(TEXT UNDER STUDY):

====================

Sharon Keller, sometimes called Sharon “Killer” for her tough attitude on crime, is accused of instructing the clerk’s office to close at 5 p.m. even though she had received a phone call from the defendant's lawyer requesting more time to file the appeal. Computer problems supposedly prevented the public defender from submitting the necessary documents on time to delay the execution, so the defendant, Michael Richard, was executed by lethal injection later that night. He was convicted of the rape and murder of a nurse in Houston over 20 years ago.
The United States Supreme Court had decided that morning to review a case dealing with the constitutionality of lethal injections, but Judge Keller apparently needed to leave early to meet with a repair man. So when the lawyer called at 4:45 p.m. asking if the clerk’s office could stay open late to accept the appeal, she said no.
In her defense, Keller argues that the appeal could have been filed with another judge who may have known about the case. She also wrote in a deposition that “if there had been some comment about computer problems I would have started thinking in a different direction.”
Her lawyer claims Keller was responding to an administrative question about keeping the clerk’s office open, not whether the death-row inmate could file an appeal after hours, which is normally allowed. “This whole case is about the confusion between the word court and clerk,” he claimed.
Judge Keller gained notoriety — and picked up her nickname — in 1998 after refusing to grant a new trial for a mentally disabled man who was convicted of rape, even after DNA evidence revealed that the semen in the victim was not his. “We can’t give new trials to everyone who establishes, after conviction, that they might be innocent,” she said on television, adding that finality in the criminal justice system is important.
Critics, opponents of the death penalty, and the executed man’s family have blasted the judge and her alleged decision to close the court and refuse the appeal. “At 8.23pm they pronounced him dead,” the executed man’s sister told ABC News. “Myself and the family only blamed one person and that's Sharon Keller." His brother-in-law added that “even the guilty are protected by the United States Constitution."
"President Clinton was impeached for lying about his sex life,“ noted Lou Burnam, a Democratic legislator in Texas who pushed for punishing Keller. “This woman walked off the job and it resulted in the death of somebody.”
The special prosecutor appointed to pursue the judge for the state judicial commission, Mike McKetta, said, “When the government has a death penalty, it is essential that there be not the perception but the reality that it is administered error-free.” The commission charged Keller with willful or persistent conduct that cast public discredit on the judiciary, among other things.
The drama continued Wednesday with Keller offering more than an hour's worth of testimony. She is the highest ranking judge ever to be put on trial by the state’s Commission on Judicial Conduct. If found guilty, she will likely be removed from her seat as the presiding judge on the court, or even be removed as a judge entirely.

====================

(ENTRIES SHOWN):
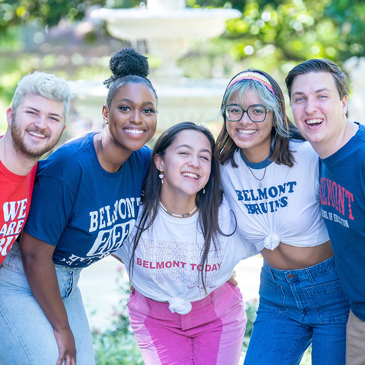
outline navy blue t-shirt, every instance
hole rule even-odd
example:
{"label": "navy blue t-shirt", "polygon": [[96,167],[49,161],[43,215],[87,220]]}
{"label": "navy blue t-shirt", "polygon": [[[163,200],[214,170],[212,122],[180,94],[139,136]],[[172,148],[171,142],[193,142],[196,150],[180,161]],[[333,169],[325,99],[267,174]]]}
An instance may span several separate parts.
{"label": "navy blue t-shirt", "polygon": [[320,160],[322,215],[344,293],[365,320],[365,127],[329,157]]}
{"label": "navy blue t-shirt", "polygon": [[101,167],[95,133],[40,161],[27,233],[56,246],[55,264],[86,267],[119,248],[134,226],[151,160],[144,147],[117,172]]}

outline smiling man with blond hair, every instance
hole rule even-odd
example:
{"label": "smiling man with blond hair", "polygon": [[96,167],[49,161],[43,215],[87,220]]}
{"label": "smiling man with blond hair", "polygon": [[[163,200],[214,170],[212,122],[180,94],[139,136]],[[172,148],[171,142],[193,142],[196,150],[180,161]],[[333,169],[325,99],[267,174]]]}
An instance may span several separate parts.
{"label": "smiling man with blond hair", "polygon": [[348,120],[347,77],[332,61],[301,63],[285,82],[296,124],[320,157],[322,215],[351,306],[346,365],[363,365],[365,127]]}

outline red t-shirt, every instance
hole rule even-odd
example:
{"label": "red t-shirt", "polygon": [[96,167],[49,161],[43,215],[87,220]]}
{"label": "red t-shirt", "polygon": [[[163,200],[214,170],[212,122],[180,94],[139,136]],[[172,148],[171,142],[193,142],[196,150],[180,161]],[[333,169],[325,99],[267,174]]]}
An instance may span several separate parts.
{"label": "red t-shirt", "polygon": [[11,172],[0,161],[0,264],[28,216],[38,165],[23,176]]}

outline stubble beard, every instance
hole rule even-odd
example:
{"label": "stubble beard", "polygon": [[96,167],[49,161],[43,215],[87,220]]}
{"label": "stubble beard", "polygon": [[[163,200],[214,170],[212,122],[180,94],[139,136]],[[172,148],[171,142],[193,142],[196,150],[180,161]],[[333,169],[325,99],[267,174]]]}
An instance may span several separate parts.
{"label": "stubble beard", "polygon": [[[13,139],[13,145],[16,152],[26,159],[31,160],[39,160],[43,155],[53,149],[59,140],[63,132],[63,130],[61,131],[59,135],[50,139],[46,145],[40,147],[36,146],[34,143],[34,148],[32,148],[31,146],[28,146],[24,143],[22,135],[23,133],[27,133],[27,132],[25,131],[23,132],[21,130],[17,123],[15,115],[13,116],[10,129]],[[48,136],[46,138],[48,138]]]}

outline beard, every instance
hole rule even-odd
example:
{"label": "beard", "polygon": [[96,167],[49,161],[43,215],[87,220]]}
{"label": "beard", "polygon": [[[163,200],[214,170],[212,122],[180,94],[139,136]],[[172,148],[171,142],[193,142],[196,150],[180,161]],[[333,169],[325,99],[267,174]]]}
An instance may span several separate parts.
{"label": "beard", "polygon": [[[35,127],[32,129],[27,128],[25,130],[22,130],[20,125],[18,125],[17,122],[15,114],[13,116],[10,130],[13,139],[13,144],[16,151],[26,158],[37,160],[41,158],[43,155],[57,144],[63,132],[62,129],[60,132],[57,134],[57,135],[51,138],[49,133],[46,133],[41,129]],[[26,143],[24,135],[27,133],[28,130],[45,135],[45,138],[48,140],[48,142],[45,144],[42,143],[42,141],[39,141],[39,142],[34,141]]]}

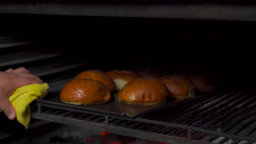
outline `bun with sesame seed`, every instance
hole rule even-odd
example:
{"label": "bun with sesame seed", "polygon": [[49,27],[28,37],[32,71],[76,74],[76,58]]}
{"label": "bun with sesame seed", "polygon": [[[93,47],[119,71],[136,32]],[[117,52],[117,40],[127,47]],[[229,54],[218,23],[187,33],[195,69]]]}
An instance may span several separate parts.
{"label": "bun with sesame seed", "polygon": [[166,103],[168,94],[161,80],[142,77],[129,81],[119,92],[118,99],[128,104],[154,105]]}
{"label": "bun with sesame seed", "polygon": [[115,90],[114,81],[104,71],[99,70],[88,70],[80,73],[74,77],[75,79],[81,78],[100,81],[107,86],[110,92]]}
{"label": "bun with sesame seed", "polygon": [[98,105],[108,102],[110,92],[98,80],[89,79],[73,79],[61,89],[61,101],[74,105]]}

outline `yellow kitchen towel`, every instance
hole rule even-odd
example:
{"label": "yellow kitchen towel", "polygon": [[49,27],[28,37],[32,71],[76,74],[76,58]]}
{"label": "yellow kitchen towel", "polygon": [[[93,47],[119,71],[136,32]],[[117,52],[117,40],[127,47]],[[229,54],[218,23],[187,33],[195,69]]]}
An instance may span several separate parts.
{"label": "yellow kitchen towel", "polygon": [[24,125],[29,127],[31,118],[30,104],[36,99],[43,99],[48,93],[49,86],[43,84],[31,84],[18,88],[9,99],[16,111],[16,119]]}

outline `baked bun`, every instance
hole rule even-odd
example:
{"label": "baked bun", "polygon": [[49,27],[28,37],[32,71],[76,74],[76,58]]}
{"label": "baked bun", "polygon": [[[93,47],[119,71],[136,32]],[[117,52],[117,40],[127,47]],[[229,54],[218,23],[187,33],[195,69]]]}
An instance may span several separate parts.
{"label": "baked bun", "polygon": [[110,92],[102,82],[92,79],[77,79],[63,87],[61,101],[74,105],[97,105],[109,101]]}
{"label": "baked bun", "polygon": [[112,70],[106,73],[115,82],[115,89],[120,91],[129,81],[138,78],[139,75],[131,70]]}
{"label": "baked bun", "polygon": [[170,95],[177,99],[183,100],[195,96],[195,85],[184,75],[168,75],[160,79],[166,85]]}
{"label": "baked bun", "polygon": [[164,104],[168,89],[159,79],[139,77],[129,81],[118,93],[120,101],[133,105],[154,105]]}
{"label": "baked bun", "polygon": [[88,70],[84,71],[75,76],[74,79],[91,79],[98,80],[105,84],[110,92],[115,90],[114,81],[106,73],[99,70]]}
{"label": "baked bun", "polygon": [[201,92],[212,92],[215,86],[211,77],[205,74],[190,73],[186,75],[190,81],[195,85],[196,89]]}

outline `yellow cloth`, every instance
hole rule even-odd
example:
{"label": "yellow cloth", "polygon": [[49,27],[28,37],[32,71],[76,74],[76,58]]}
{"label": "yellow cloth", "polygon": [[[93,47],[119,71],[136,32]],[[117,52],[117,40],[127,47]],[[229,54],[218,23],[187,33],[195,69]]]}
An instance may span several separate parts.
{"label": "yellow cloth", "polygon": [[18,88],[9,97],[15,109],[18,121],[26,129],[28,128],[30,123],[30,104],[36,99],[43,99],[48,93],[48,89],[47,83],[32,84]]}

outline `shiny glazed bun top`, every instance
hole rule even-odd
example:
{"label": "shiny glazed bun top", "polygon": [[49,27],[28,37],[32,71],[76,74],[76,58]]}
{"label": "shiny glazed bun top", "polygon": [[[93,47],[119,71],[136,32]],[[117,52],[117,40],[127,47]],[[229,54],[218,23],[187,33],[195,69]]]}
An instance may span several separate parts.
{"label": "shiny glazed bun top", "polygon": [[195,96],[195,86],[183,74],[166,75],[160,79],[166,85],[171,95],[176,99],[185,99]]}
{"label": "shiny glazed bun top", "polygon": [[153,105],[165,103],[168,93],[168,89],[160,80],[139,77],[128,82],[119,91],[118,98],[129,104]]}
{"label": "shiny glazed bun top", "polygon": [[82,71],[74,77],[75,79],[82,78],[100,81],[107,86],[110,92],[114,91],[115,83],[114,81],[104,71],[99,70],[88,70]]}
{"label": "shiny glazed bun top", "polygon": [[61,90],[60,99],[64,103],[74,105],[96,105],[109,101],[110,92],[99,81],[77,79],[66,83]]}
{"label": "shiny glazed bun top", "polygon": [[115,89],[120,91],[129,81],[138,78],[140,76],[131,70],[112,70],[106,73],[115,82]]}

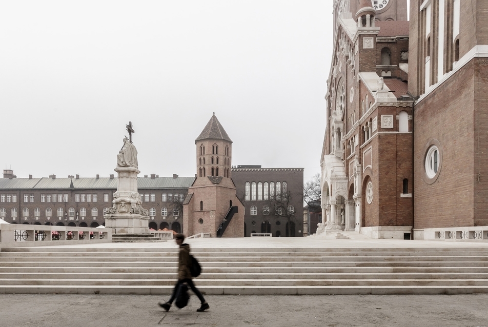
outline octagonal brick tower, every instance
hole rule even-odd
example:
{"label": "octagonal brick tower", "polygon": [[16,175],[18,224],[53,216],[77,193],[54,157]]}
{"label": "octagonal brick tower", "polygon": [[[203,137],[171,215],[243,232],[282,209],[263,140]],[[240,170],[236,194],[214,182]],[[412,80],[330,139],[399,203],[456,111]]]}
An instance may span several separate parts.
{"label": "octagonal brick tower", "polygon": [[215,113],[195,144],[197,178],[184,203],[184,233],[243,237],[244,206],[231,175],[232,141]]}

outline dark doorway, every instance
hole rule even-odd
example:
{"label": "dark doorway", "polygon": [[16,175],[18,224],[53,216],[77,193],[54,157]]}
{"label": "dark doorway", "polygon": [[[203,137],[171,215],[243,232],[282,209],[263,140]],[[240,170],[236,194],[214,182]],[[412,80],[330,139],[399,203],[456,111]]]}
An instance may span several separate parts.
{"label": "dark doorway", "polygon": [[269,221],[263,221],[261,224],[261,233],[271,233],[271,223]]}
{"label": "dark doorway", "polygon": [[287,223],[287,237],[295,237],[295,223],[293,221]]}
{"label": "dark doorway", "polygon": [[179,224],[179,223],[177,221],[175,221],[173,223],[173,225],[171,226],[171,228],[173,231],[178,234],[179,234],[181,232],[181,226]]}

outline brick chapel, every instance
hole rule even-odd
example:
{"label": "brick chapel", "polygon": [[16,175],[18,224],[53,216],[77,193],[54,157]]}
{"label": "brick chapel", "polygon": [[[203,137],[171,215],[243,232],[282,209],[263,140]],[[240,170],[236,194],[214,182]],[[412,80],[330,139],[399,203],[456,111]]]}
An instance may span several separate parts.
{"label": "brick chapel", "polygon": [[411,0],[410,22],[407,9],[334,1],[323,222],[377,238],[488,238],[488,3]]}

====================

(EXERCISE SET):
A. Reproduce the stretch of the Keller article from "The special prosecutor" through "among other things.".
B. According to the Keller article, at what time did the lawyer call to ask whether the clerk's office could stay open late?
C. Translate this sentence from the Keller article into Spanish: "He was convicted of the rape and murder of a nurse in Houston over 20 years ago."

(PROBLEM SOLUTIONS):
A.
The special prosecutor appointed to pursue the judge for the state judicial commission, Mike McKetta, said, “When the government has a death penalty, it is essential that there be not the perception but the reality that it is administered error-free.” The commission charged Keller with willful or persistent conduct that cast public discredit on the judiciary, among other things.

B. 4:45 p.m.

C. Fue condenado por la violación y el asesinato de una enfermera en Houston hace más de 20 años.